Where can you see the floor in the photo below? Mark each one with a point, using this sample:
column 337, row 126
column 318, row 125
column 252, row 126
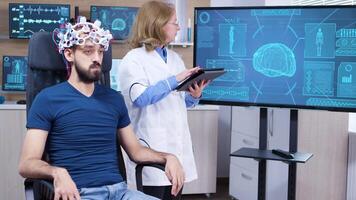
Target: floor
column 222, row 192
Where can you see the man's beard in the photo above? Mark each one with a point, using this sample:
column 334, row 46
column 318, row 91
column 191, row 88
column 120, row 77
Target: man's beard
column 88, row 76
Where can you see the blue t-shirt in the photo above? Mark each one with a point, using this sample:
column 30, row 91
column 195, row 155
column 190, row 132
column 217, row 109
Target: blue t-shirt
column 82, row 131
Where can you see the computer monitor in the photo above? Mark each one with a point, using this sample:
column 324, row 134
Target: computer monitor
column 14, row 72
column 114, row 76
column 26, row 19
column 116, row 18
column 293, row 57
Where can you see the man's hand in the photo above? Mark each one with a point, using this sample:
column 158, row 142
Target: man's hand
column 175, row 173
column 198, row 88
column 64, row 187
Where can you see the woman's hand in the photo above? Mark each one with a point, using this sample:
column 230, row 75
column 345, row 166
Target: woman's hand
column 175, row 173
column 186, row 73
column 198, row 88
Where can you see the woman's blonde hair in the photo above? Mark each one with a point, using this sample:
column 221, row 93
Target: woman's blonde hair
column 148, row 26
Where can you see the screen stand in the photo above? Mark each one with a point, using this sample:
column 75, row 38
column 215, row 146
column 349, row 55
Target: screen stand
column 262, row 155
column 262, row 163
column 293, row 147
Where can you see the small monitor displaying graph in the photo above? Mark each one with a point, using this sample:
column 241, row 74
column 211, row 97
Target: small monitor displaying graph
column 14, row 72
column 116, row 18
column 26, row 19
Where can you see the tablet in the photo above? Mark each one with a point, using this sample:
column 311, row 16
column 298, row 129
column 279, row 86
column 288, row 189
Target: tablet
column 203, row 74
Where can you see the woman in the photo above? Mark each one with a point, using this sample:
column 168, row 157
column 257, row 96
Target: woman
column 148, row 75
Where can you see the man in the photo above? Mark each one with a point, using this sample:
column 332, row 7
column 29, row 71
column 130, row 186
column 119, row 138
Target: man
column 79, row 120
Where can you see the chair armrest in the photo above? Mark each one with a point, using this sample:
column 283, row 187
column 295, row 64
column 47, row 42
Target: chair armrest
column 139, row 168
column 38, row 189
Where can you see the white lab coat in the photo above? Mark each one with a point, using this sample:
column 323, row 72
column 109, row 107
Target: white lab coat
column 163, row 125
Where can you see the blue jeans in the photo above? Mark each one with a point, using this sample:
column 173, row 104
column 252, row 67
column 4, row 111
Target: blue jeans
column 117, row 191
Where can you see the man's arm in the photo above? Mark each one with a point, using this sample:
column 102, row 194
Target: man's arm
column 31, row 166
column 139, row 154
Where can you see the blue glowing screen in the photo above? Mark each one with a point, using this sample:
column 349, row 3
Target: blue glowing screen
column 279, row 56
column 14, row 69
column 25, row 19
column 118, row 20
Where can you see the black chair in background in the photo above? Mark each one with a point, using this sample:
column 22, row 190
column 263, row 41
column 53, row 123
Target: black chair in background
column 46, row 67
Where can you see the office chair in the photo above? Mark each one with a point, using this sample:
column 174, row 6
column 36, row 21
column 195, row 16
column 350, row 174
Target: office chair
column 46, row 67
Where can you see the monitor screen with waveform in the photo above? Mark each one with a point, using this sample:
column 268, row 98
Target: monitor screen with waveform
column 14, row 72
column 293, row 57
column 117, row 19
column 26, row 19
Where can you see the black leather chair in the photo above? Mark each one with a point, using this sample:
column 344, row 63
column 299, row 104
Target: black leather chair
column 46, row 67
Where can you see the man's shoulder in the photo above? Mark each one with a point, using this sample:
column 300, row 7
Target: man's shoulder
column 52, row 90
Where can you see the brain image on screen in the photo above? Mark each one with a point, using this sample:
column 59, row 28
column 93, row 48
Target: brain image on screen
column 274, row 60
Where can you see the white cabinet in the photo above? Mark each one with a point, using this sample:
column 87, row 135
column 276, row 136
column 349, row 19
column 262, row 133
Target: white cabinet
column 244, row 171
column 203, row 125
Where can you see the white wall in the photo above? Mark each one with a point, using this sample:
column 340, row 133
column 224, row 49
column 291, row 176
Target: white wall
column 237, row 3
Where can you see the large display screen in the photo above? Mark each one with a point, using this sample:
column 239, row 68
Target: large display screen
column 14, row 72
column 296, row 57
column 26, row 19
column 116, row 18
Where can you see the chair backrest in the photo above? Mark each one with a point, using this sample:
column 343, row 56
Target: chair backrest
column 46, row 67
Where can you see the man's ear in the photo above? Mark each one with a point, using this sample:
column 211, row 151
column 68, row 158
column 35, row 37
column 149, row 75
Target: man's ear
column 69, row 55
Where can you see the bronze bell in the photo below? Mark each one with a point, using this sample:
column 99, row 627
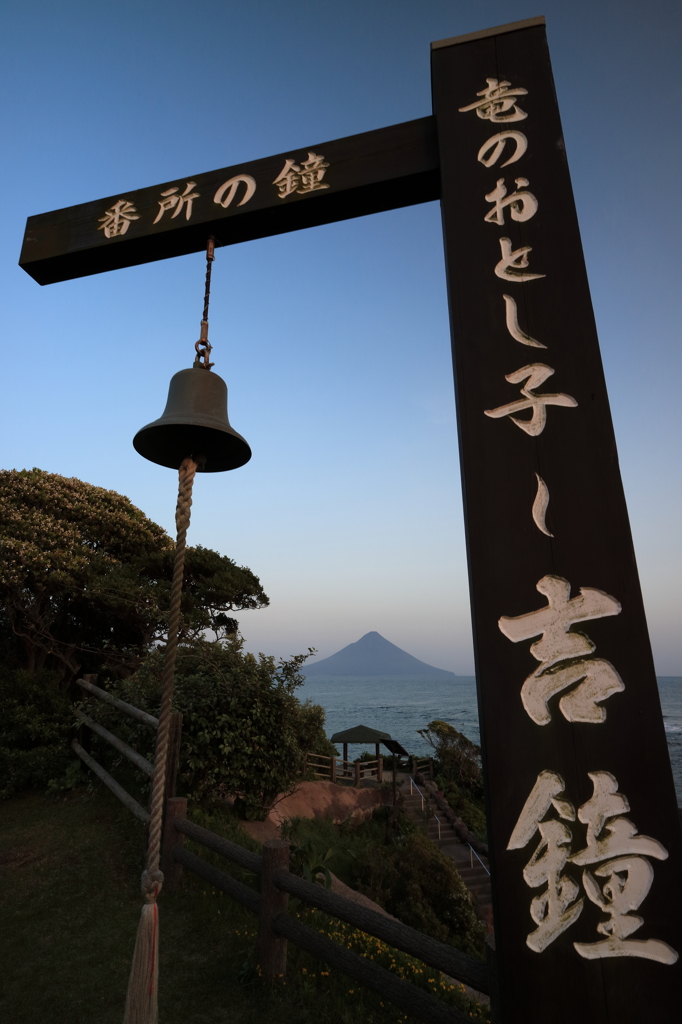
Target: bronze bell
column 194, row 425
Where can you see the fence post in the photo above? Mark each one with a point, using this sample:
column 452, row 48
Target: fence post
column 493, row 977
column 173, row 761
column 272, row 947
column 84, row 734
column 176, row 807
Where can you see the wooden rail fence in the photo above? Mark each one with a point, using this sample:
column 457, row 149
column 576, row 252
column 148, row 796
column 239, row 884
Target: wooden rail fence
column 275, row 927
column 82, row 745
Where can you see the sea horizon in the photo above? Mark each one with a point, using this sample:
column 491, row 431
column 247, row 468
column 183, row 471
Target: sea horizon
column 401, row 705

************

### TASK DETAILS:
Lay out the part of the material that opens with the line containing "Where can you see the small" and closes with the line containing "column 79, row 120" as a JSON list of strings, one string per line, omitting any blank lines.

### CORRECT RESULT:
[
  "Where can you see the small monitor displaying graph in the photo above? Mark each one with a point, using this sample:",
  "column 241, row 74",
  "column 211, row 97",
  "Target: small monitor displaying graph",
  "column 14, row 72",
  "column 116, row 18",
  "column 26, row 19",
  "Where can you see the tablet in the photo above? Mark each one with a point, using this sample:",
  "column 311, row 16",
  "column 298, row 129",
  "column 279, row 86",
  "column 288, row 189",
  "Target: tablet",
  "column 203, row 74",
  "Where can you see the woman in the photo above? Mark each one with a point, using this sample:",
  "column 168, row 157",
  "column 257, row 96",
  "Target: woman",
  "column 148, row 75",
  "Where can you see the man in the photo above? Mark each one with a point, using this sample:",
  "column 332, row 7",
  "column 29, row 71",
  "column 130, row 186",
  "column 119, row 138",
  "Target: man",
  "column 79, row 120"
]